* [Description of the task] Pull every line with "below" from the data.

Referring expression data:
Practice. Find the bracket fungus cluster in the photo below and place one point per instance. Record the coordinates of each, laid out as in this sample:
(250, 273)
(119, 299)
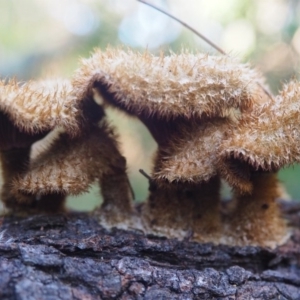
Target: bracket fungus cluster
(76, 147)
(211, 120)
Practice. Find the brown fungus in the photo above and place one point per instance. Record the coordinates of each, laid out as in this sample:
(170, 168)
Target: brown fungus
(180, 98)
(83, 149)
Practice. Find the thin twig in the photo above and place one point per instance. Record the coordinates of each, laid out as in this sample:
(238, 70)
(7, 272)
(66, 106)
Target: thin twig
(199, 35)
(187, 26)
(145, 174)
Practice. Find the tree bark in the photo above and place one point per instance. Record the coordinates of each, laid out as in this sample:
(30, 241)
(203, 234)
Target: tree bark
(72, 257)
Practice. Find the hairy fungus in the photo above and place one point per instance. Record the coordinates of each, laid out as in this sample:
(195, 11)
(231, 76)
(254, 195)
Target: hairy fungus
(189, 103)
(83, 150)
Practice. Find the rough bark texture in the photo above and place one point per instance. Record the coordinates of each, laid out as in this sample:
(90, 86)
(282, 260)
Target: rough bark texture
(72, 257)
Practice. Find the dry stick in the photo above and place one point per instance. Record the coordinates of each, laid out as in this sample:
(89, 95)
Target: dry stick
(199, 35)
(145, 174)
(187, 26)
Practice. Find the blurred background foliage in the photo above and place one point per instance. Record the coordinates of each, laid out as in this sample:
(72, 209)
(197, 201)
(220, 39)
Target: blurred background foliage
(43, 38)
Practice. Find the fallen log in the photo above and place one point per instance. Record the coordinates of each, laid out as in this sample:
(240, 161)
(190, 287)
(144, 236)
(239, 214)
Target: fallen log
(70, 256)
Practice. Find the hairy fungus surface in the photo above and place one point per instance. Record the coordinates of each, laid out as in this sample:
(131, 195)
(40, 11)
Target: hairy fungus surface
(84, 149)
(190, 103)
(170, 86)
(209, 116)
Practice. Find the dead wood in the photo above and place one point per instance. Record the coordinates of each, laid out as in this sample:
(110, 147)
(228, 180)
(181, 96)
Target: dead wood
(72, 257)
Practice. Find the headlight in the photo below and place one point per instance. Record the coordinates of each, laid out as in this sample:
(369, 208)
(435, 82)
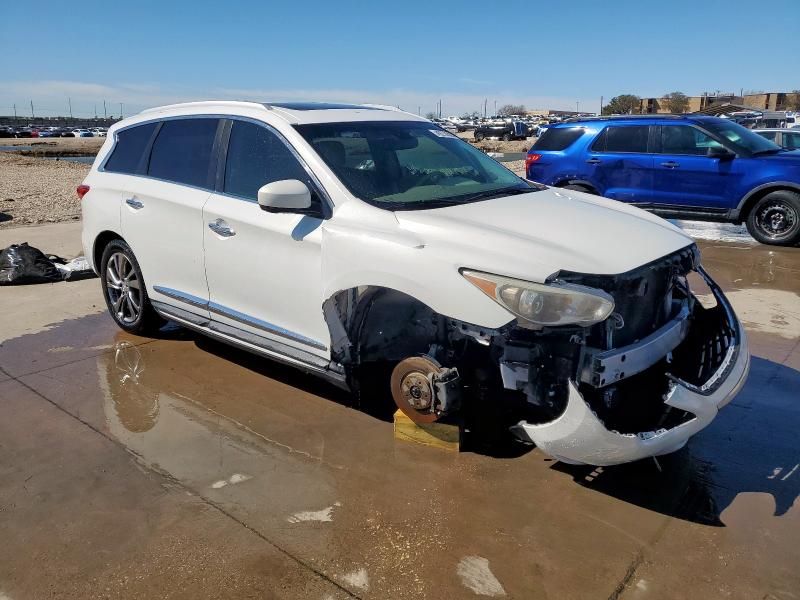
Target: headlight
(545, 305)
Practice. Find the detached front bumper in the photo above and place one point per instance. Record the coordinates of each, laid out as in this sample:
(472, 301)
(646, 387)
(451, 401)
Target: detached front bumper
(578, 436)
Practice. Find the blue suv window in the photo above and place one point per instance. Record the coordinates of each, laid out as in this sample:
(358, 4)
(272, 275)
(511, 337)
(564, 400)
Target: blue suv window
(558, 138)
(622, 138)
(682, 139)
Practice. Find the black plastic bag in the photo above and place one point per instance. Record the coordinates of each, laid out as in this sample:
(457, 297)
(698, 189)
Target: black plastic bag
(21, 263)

--

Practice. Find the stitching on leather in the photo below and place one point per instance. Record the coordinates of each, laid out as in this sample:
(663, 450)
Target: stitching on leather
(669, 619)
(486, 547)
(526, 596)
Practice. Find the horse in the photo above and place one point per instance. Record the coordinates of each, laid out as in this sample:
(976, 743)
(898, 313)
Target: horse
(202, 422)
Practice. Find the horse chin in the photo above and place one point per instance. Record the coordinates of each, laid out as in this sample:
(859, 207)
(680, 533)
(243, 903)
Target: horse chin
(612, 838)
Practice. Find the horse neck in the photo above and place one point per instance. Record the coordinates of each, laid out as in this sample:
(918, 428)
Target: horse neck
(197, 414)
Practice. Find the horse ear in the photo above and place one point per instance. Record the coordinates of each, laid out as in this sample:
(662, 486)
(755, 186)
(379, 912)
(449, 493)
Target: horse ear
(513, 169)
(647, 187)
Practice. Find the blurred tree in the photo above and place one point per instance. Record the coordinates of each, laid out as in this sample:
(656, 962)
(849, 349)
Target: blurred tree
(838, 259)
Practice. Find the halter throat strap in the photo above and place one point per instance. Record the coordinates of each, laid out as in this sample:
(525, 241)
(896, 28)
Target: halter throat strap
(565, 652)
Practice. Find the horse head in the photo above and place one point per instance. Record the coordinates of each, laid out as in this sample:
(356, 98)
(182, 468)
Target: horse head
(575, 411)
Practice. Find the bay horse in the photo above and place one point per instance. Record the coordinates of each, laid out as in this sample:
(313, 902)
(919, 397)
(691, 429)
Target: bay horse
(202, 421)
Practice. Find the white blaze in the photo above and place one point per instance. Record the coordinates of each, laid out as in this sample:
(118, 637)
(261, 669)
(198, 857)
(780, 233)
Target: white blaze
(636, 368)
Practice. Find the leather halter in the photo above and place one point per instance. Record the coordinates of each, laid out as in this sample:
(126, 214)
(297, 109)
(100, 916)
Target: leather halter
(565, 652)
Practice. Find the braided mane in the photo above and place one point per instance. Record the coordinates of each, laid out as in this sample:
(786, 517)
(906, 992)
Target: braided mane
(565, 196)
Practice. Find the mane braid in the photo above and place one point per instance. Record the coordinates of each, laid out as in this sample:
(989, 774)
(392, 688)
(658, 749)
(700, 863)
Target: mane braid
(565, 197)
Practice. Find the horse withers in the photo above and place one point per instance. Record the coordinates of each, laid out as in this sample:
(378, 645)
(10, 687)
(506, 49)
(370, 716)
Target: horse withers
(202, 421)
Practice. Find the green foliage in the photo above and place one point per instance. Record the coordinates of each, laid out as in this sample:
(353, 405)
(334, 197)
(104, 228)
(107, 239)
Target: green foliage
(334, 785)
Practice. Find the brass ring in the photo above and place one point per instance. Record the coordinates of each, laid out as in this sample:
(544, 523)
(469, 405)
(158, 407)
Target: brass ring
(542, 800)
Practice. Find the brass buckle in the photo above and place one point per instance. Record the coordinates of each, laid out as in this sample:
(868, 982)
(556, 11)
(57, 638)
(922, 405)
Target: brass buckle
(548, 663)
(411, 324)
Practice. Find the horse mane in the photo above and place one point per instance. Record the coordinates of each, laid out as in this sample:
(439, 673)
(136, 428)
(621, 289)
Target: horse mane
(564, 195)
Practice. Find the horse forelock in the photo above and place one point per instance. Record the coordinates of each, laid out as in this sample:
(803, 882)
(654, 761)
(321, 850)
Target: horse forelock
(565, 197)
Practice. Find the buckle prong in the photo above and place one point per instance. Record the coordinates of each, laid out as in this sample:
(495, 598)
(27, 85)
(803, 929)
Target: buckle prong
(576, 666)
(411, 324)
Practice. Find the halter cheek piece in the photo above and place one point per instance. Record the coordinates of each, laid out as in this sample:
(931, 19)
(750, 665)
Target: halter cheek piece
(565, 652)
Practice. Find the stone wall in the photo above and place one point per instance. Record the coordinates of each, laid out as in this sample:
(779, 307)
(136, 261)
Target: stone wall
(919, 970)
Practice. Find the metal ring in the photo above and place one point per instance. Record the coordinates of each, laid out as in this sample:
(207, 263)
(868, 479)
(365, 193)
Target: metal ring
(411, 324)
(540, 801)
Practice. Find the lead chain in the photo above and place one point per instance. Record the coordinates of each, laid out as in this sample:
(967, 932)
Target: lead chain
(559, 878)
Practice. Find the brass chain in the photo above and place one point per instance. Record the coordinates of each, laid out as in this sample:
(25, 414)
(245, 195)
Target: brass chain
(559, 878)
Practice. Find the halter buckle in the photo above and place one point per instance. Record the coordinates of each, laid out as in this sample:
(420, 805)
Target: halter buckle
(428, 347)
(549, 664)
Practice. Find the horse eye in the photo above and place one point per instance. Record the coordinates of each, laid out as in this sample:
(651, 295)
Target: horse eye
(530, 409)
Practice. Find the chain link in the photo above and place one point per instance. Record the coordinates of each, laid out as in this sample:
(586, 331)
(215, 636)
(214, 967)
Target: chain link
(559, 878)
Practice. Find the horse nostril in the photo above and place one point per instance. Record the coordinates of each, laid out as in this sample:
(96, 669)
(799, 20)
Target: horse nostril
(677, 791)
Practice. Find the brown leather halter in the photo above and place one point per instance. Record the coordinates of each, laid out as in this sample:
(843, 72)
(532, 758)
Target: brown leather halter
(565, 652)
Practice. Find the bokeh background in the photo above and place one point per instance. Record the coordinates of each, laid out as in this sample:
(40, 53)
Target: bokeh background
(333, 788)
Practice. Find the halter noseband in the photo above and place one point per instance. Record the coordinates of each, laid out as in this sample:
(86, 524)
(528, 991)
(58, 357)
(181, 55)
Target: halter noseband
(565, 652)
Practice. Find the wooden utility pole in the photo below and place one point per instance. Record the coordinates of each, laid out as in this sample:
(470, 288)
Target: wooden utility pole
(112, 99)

---

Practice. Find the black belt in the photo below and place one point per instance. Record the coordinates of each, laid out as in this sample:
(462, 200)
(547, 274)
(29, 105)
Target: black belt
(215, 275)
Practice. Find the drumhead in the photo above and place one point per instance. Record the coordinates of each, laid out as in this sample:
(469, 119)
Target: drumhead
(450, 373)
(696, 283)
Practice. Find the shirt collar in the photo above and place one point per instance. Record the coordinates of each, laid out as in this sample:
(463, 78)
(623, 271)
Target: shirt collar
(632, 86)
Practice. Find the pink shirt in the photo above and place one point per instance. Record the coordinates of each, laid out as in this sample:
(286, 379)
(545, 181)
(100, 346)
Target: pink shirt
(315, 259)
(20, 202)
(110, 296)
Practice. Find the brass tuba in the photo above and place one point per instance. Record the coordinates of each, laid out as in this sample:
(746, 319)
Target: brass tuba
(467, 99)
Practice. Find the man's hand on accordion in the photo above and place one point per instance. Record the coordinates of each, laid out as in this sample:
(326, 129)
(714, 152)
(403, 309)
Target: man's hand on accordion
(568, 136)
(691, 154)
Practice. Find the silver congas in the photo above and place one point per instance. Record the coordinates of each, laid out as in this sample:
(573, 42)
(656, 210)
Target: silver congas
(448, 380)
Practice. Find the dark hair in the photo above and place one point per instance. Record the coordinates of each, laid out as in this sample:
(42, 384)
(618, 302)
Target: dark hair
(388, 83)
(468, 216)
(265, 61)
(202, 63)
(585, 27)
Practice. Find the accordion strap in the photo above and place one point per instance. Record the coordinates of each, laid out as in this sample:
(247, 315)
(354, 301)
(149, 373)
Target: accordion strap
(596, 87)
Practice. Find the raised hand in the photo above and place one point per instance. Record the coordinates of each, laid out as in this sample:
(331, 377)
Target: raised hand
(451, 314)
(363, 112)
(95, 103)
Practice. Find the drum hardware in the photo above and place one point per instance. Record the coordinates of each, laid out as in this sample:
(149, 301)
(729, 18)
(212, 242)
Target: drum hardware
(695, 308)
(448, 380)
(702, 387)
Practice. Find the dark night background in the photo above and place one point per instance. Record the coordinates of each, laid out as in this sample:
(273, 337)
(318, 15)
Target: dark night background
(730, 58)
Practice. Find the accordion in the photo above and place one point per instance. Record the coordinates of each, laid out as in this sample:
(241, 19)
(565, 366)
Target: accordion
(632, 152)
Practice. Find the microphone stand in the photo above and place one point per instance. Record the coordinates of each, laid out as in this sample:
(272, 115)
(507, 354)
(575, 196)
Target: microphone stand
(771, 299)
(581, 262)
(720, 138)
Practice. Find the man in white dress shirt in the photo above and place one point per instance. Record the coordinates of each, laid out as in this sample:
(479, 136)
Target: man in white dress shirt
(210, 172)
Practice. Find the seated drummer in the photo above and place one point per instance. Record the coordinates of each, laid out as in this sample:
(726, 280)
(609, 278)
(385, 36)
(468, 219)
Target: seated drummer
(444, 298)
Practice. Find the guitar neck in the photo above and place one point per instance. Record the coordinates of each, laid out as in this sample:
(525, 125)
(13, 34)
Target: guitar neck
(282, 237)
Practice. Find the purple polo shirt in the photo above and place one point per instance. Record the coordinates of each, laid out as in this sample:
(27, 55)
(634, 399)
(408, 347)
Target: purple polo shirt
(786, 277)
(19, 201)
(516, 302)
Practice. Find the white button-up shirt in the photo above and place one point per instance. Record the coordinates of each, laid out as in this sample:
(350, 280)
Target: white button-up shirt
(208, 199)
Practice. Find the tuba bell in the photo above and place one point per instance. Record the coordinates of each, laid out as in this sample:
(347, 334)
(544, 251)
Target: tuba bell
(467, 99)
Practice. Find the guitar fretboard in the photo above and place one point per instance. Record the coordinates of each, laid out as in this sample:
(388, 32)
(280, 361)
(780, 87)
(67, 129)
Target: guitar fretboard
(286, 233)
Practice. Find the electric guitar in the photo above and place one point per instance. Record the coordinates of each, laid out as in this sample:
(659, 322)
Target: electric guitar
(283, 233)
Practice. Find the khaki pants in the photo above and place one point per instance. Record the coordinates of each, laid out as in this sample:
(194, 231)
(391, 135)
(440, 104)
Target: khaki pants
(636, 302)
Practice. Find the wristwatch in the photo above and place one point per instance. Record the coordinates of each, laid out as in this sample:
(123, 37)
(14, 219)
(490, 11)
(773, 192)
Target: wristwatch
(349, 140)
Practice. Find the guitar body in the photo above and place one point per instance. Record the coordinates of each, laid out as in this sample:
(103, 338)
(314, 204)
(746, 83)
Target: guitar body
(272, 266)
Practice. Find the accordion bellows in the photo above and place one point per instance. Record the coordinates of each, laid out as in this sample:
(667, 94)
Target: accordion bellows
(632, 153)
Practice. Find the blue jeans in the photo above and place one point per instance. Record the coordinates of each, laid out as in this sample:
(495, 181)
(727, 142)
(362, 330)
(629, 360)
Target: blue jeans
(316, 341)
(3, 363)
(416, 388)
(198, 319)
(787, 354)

* [Expected answer]
Practice. Find the bracket fungus cluster in the photo below and place one point per instance. Record the coordinates of each, laid out as in this sample:
Practice. Find the headlight in the photo below and place one point per instance. Record the coordinates of each, laid out as in this sample:
Practice. Find the stitching on leather in the photo below and place one point per instance. Record the coordinates of each, laid out as in this sample:
Practice. Find the wooden utility pole in the photo below and place one point per instance. Record the coordinates of each, laid out as in this sample:
Practice. Find the black belt in the photo below and place one point per instance. Record the coordinates of each, laid out as in this sample:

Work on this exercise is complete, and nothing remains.